Rows of box annotation data:
= = = = = = =

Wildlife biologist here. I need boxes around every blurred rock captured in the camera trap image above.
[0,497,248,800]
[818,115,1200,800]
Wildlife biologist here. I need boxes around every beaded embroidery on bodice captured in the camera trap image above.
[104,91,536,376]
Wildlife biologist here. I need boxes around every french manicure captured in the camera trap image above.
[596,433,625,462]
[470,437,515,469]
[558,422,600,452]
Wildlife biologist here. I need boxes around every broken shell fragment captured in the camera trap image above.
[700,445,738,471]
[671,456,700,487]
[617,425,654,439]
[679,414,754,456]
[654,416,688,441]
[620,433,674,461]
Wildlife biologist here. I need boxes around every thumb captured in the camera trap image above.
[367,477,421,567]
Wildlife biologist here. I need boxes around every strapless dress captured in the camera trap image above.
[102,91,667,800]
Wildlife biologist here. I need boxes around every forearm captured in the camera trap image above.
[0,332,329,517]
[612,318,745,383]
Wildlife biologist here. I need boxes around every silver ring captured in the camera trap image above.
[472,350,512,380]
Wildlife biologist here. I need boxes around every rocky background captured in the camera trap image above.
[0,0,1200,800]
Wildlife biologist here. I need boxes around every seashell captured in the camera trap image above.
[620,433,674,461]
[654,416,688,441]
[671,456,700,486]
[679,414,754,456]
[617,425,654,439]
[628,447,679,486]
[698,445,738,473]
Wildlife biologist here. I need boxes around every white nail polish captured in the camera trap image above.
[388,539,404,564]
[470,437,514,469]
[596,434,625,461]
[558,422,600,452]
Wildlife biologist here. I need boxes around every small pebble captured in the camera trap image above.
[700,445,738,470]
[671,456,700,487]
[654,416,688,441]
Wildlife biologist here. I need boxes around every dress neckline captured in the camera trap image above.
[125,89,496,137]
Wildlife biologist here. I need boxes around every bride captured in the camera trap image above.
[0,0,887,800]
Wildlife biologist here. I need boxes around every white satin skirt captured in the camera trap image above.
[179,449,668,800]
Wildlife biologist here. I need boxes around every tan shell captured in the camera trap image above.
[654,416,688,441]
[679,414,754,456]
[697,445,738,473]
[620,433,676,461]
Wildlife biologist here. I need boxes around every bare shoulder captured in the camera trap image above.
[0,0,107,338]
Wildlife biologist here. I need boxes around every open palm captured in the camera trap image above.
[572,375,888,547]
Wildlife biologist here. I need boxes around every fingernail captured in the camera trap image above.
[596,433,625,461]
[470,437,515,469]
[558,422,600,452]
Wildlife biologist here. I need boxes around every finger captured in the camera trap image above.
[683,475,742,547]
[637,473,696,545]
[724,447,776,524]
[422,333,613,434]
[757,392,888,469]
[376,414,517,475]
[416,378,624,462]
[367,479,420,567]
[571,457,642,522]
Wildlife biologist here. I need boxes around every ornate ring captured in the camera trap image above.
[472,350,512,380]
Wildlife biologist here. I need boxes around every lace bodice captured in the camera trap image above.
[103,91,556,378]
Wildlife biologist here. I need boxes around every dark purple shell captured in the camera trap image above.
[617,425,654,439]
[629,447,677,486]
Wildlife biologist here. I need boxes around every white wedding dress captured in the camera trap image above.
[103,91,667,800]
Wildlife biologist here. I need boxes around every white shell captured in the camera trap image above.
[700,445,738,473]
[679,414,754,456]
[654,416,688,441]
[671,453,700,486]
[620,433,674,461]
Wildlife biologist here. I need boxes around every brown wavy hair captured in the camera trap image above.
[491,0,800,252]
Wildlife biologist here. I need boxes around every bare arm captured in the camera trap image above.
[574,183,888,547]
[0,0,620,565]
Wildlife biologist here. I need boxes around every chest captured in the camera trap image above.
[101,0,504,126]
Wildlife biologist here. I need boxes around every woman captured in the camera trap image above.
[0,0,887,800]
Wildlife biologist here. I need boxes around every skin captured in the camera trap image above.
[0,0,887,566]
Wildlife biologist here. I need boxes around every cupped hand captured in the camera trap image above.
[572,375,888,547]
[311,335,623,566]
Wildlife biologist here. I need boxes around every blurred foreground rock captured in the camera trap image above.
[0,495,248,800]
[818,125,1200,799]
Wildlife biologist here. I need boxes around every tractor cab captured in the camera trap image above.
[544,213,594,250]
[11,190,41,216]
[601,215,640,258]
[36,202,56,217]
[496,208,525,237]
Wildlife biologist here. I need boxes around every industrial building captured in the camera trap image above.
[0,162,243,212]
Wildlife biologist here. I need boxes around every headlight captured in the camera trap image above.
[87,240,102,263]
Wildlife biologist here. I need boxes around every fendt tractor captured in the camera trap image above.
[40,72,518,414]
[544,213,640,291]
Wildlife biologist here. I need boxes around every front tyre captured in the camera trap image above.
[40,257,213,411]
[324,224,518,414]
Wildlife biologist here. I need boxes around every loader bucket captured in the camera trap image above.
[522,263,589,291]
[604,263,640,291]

= = = = = = =

**What is asked**.
Extract every line of the material above and reproduce each one verbatim, in its original order.

**Result for this task**.
Wildlife biologist here. I need boxes around every blurred rock captured in the camera trap image above.
[0,497,248,800]
[818,115,1200,800]
Wildlife biologist here. I need boxes around every beaded embroidery on bodice captured in the camera trap image above.
[104,91,536,376]
Wildlife biologist here. I need boxes around every french manicure captured in the camera trap image above.
[596,433,625,462]
[470,437,515,469]
[558,422,600,452]
Wildlife biologist here. I need boxes around every broken shell fragment captured in the camera trap image above.
[700,445,738,471]
[671,456,700,487]
[617,425,654,439]
[679,414,754,456]
[654,416,688,441]
[620,433,674,461]
Wildlife biologist here. I need boxes around every thumb captured in the camera trap image above.
[367,477,421,567]
Wildlife biologist here. I need boxes around every strapless dress captured in the camera trap image above.
[102,91,667,800]
Wildlife biologist here. I need boxes around every forearm captured in the camera trap image above.
[0,332,329,517]
[612,318,745,383]
Wildlife biologist here. I need boxes around every silver ring captured in the camera trap image above.
[472,350,512,380]
Wildlife biologist here. I need boxes around every rocky background captured in the camera trap image above.
[0,0,1200,800]
Wildlife biologist here. I need boxes around every seashell captured in the camera trap image above.
[620,433,674,461]
[654,416,688,441]
[671,456,700,486]
[679,414,754,456]
[617,425,654,439]
[628,447,679,486]
[698,445,738,473]
Wildlife biologist here. I need boxes around every white nail polish captured in the camera trap image above.
[388,539,404,564]
[470,437,514,469]
[596,434,625,461]
[558,422,600,452]
Wildlife biologist here. I need boxes around every small pebble captured in the camera trap image above.
[700,445,738,470]
[671,456,700,487]
[654,416,688,441]
Wildlife biologist here. I need boxes around every dress neckline captured in the camera trap image above.
[125,89,496,137]
Wildlife biologist here. I need boxes around every bride captured in the camera trap image above.
[0,0,887,800]
Wildlife biologist here. I need boxes around every white satin skirt captured in the camera trap image above.
[179,449,668,800]
Wildlife biologist here. I need boxes around every tan shell captured in the camera trap image above.
[654,416,688,441]
[679,414,754,456]
[697,445,738,473]
[620,433,676,461]
Wildlife biologist here. I need boxes around every bare shoulder captured in the camera trap image above.
[0,0,107,338]
Wildlife biologist here. I need boxes around every open palm captured in the camera trap image above.
[572,375,888,547]
Wildlife biologist here. I need boxes around every fingernail captured in the camera trap image above.
[596,433,625,461]
[470,437,515,469]
[558,422,600,452]
Wildlife biologist here. I need boxes around every finger captured in the camera trap image above.
[683,475,742,547]
[637,473,696,545]
[724,447,776,524]
[422,333,613,434]
[757,392,888,469]
[376,414,517,475]
[416,378,624,462]
[367,479,420,567]
[571,457,642,522]
Wildlife biologist here. I need boxes around every ornate ring captured in the camera trap image above.
[472,350,512,380]
Wildlife biologist here. I need boxes around every lace bodice captured in the camera trap image above.
[103,91,556,378]
Wildlife biologist here. I need boxes around every dark purple shell captured in the camera trap image above.
[617,425,654,439]
[629,447,677,486]
Wildlife biologist here. I need boxes around every white wedding dress captured in the camera trap image above.
[103,91,667,800]
Wildlife biologist here. I need boxes around every white shell captured in the camera trap image above.
[700,445,738,473]
[679,414,754,456]
[654,416,688,441]
[671,453,700,486]
[620,433,674,461]
Wildlife biologist here. I need boxes around every brown wavy hair captured in the camera trap image above.
[491,0,800,252]
Wildlife biologist here. I need boxes around every bare arm captured in the camera trap image above.
[574,183,888,547]
[0,0,620,565]
Wildlife biologist here. I need boxes around every chest captured in the camera trap image above.
[101,0,504,126]
Wildlife biologist here. I need boxes around every woman captured in the camera trap image above.
[0,0,887,800]
Wildlife biologist here. I need boxes around every skin captured in the camera trap image above.
[0,0,887,566]
Wildlife biologist here. I need boxes around every cupped hand captured in the camera trap image above.
[572,375,888,547]
[311,335,623,566]
Wildlife biologist here. I need boxes around every blurred foreground rock captured in the camera trap image above.
[0,495,248,800]
[818,125,1200,799]
Wildlife biologist here. I need boxes around every tractor cab captured in the camera trap image above.
[544,213,594,250]
[11,190,41,216]
[601,215,640,258]
[36,202,56,217]
[496,208,525,237]
Wildlife biologist here. I need boxes around every industrial building captured in the camera trap image above.
[0,162,243,212]
Wildlife biologist here. I need boxes around every headlight captured in the camera trap image above.
[87,240,102,263]
Wildlife biologist here. I need boxes around every fendt tractor captured in the camera trap image above.
[40,72,518,414]
[544,213,640,291]
Wildlife biologist here. I need boxes around every front tyre captured in the camera trap image above.
[40,257,213,411]
[324,224,518,414]
Wildlife biologist here. I need boxes around every loader bucket captured in the camera trap image above.
[522,263,589,291]
[604,263,640,291]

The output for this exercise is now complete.